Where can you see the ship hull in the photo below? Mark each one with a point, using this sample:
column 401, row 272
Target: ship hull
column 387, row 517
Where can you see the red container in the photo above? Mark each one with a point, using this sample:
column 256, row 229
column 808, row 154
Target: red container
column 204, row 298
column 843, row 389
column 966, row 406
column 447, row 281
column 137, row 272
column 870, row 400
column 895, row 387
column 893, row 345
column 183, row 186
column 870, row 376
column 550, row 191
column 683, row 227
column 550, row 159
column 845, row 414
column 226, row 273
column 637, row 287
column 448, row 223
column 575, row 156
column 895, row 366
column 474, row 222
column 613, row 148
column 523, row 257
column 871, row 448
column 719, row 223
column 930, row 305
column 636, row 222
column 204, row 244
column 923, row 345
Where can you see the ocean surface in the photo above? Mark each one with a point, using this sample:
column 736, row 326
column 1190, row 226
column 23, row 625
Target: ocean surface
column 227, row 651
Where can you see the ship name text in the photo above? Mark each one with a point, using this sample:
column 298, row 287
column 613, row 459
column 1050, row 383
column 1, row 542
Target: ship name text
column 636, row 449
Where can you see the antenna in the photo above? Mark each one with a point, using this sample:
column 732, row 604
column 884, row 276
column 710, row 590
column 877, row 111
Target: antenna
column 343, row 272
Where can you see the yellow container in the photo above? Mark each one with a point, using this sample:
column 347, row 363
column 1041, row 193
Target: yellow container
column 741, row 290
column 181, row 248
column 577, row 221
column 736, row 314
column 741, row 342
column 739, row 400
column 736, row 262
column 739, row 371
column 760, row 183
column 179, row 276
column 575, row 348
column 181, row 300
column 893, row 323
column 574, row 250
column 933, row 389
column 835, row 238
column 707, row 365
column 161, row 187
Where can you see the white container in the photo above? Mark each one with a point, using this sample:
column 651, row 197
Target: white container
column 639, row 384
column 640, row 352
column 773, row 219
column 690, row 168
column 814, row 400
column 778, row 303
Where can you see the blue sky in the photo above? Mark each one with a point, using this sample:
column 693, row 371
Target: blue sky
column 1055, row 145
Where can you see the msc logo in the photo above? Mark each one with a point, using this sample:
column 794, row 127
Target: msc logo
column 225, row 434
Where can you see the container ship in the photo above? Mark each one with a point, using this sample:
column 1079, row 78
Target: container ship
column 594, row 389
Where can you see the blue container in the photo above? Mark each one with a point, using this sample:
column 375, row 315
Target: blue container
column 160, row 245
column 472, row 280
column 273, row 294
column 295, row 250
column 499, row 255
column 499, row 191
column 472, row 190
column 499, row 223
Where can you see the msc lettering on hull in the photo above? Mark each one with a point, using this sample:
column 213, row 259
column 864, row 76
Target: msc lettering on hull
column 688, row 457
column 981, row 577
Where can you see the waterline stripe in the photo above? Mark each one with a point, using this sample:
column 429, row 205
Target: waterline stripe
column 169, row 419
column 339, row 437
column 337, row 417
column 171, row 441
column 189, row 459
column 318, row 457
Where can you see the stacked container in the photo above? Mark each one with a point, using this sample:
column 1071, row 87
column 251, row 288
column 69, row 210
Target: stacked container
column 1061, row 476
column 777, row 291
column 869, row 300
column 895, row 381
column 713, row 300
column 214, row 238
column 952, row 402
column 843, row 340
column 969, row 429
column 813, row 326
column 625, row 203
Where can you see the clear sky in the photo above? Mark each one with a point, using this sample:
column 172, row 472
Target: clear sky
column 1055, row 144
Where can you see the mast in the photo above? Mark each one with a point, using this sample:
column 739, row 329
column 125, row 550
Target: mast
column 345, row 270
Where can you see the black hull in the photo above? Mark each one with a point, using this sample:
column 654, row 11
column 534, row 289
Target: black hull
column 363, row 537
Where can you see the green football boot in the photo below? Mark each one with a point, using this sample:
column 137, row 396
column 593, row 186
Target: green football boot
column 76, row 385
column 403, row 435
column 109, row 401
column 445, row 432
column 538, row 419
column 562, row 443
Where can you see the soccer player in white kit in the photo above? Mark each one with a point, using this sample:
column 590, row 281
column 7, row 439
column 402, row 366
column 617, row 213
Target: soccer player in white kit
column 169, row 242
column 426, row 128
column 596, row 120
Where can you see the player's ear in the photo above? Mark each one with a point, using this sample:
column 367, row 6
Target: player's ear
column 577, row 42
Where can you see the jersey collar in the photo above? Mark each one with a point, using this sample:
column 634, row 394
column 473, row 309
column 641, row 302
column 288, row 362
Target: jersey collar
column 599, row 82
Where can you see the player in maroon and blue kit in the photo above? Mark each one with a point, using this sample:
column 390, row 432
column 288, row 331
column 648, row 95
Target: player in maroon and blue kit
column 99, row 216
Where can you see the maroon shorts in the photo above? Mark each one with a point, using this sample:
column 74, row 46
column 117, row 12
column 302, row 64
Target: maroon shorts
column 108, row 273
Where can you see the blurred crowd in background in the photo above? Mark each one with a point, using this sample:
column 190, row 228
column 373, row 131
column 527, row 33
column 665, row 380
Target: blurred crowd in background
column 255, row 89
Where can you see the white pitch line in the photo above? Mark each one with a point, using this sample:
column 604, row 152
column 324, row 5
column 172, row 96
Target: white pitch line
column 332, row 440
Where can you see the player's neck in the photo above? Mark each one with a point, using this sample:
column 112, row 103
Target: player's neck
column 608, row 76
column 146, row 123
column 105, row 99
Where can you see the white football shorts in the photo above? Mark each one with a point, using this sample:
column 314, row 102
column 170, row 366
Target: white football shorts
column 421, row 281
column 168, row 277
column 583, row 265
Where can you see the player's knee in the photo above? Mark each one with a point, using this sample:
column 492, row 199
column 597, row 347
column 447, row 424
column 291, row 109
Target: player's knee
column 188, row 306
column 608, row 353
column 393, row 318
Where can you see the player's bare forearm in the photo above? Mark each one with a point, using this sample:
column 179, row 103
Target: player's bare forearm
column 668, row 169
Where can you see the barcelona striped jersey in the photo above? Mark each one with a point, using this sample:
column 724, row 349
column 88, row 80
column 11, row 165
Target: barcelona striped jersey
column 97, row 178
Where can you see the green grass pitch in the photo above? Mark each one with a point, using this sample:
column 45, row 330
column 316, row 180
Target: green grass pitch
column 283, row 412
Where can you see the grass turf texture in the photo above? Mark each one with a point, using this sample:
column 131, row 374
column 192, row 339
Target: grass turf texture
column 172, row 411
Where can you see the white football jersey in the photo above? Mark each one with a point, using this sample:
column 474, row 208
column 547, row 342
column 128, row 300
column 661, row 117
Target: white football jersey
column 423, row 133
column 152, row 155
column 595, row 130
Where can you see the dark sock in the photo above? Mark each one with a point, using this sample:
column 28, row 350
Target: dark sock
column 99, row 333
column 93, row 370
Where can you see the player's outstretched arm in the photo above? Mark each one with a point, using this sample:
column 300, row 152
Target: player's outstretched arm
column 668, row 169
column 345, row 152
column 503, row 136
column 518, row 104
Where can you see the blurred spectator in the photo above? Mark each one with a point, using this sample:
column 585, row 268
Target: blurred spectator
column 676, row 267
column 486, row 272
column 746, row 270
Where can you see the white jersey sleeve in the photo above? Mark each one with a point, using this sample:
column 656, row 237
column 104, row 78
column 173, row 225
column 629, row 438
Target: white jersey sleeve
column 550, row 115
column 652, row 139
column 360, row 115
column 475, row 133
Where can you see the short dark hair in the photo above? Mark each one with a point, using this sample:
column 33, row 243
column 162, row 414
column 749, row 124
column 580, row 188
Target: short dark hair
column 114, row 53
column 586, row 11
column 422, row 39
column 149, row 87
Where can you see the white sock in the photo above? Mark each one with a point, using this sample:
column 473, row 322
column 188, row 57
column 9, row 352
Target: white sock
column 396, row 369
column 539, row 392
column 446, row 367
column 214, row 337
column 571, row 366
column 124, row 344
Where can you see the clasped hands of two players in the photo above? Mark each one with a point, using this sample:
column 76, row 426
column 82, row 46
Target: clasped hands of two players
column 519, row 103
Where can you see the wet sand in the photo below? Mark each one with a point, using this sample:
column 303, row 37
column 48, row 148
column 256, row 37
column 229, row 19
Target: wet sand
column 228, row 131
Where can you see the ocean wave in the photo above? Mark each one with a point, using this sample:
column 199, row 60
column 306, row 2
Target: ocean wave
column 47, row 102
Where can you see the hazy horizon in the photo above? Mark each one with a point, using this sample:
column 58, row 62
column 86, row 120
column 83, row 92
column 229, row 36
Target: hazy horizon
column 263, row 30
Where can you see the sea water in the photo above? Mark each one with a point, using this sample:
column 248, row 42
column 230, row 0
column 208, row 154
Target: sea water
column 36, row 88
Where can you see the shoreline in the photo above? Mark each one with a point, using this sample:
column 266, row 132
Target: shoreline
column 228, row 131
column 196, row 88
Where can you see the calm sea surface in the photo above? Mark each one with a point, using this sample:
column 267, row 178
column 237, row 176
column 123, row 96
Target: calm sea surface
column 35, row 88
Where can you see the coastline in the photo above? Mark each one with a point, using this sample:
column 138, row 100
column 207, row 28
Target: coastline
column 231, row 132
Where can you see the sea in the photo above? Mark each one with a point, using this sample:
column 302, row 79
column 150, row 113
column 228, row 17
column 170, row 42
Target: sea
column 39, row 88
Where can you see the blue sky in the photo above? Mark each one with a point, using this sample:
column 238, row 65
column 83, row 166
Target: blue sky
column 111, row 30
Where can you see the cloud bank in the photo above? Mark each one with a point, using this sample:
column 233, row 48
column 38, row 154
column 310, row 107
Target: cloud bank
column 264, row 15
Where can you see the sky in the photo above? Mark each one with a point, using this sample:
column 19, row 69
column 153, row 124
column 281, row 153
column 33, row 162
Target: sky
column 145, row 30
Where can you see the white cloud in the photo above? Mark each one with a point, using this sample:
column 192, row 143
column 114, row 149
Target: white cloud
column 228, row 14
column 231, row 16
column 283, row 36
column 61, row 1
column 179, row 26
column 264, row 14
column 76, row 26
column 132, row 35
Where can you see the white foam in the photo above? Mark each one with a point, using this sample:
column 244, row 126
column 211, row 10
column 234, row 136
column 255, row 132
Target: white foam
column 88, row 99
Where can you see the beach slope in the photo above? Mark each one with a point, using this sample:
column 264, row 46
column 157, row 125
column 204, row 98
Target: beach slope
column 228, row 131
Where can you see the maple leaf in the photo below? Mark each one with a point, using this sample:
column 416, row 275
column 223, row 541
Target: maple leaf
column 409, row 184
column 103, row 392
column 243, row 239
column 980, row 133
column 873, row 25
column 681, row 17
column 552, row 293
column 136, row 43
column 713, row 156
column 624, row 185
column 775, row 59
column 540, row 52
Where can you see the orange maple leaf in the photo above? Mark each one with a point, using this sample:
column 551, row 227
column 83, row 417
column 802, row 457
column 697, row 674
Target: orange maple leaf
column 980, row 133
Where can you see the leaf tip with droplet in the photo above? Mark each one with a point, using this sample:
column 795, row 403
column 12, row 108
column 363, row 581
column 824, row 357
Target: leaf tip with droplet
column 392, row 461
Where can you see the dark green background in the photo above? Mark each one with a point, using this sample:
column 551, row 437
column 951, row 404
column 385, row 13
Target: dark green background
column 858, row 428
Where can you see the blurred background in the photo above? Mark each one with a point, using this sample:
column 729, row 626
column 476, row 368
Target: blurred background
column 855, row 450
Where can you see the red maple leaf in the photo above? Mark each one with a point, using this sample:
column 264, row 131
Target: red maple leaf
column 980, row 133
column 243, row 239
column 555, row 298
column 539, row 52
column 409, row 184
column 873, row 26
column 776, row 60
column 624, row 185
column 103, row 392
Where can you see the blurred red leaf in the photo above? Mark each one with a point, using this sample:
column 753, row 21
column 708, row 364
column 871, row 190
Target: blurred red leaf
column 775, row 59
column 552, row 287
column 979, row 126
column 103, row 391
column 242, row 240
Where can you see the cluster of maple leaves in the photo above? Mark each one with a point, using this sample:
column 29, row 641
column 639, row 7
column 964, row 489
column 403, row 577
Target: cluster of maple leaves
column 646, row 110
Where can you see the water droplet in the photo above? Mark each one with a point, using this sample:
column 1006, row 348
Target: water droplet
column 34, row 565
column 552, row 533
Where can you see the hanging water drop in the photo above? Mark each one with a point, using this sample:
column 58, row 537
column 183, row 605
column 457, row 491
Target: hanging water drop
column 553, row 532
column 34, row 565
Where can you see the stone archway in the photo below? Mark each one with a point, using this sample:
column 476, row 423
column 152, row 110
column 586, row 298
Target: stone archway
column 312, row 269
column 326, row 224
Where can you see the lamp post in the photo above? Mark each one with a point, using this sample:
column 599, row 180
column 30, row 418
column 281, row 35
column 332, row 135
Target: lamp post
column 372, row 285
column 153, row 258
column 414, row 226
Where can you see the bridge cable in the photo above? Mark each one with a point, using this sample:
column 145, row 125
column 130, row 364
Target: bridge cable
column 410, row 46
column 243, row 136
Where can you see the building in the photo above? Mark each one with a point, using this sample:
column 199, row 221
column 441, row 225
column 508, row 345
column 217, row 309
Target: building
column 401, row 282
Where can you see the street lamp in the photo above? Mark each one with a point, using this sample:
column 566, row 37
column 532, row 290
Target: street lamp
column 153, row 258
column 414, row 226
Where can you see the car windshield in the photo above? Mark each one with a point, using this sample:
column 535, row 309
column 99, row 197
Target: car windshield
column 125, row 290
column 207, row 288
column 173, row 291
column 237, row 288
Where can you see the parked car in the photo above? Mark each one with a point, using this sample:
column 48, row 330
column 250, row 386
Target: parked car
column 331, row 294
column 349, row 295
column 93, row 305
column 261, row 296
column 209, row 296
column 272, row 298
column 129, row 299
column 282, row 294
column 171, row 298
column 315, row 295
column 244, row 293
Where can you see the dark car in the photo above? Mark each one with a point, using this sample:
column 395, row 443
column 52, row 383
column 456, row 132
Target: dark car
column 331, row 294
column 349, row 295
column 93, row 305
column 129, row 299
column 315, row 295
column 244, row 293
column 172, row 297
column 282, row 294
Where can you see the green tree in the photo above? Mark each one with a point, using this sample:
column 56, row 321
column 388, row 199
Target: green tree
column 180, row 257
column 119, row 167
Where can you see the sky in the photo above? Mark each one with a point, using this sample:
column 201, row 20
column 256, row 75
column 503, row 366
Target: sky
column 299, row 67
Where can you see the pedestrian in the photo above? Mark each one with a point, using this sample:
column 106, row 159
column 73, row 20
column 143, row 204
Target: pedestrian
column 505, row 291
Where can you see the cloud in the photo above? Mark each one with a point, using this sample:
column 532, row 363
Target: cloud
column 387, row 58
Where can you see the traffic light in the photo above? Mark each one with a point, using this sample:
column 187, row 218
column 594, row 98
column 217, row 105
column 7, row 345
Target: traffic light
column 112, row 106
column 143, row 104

- - - -

What you need to do:
Pull every line containing "below" out of the material and copy it.

Result of the task:
Where can you see the ship hull in the photo below? Mark each one with a point, using this sample:
Where can you see the green football boot in the photo below? Mark each one with a point, using this sample:
Where can you see the wet sand in the photo below? Mark each one with a point, using this sample:
Where can you see the maple leaf in the photo below? Mark each one with a point, using this sample:
Where can you see the stone archway in the photo below? Mark each one with a point, using this sample:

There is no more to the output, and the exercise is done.